What is expected | A verbatim copy of the entries is the required answer.

__________

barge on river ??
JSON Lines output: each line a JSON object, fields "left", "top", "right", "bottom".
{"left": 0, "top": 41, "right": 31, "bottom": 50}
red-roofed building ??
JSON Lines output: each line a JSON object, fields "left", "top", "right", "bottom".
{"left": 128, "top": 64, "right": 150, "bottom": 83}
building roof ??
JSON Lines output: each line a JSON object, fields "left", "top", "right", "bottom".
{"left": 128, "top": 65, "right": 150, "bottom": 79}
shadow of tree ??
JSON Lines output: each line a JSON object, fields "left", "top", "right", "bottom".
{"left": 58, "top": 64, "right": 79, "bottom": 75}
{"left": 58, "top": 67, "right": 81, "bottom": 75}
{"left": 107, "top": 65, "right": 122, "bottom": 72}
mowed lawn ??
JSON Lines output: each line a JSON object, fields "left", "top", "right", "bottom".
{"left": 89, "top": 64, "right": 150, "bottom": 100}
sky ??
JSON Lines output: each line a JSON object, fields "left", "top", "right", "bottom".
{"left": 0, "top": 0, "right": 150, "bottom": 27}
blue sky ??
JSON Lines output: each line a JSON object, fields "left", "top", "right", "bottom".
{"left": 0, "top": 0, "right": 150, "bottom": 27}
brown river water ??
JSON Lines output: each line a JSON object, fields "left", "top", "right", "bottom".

__________

Response area |
barge on river ??
JSON Lines output: each line a JSON object, fields "left", "top", "right", "bottom".
{"left": 0, "top": 41, "right": 31, "bottom": 50}
red-roofed building ??
JSON Lines output: each line a JSON object, fields "left", "top", "right", "bottom".
{"left": 128, "top": 64, "right": 150, "bottom": 83}
building roof ??
JSON Lines output: each line a JSON object, fields "left", "top", "right", "bottom".
{"left": 128, "top": 65, "right": 150, "bottom": 79}
shadow of tree ??
JSON Lines output: each line a JSON object, fields "left", "top", "right", "bottom".
{"left": 58, "top": 64, "right": 79, "bottom": 75}
{"left": 58, "top": 67, "right": 81, "bottom": 75}
{"left": 107, "top": 65, "right": 122, "bottom": 72}
mowed lawn ??
JSON Lines output: each line a JSON object, fields "left", "top", "right", "bottom".
{"left": 89, "top": 64, "right": 150, "bottom": 100}
sky ??
JSON Lines output: each line a JSON object, fields "left", "top", "right", "bottom".
{"left": 0, "top": 0, "right": 150, "bottom": 27}
blue sky ??
JSON Lines output: each line a JSON object, fields "left", "top", "right", "bottom".
{"left": 0, "top": 0, "right": 150, "bottom": 27}
brown river water ??
JSON Lines output: each line a JSON object, fields "left", "top", "right", "bottom".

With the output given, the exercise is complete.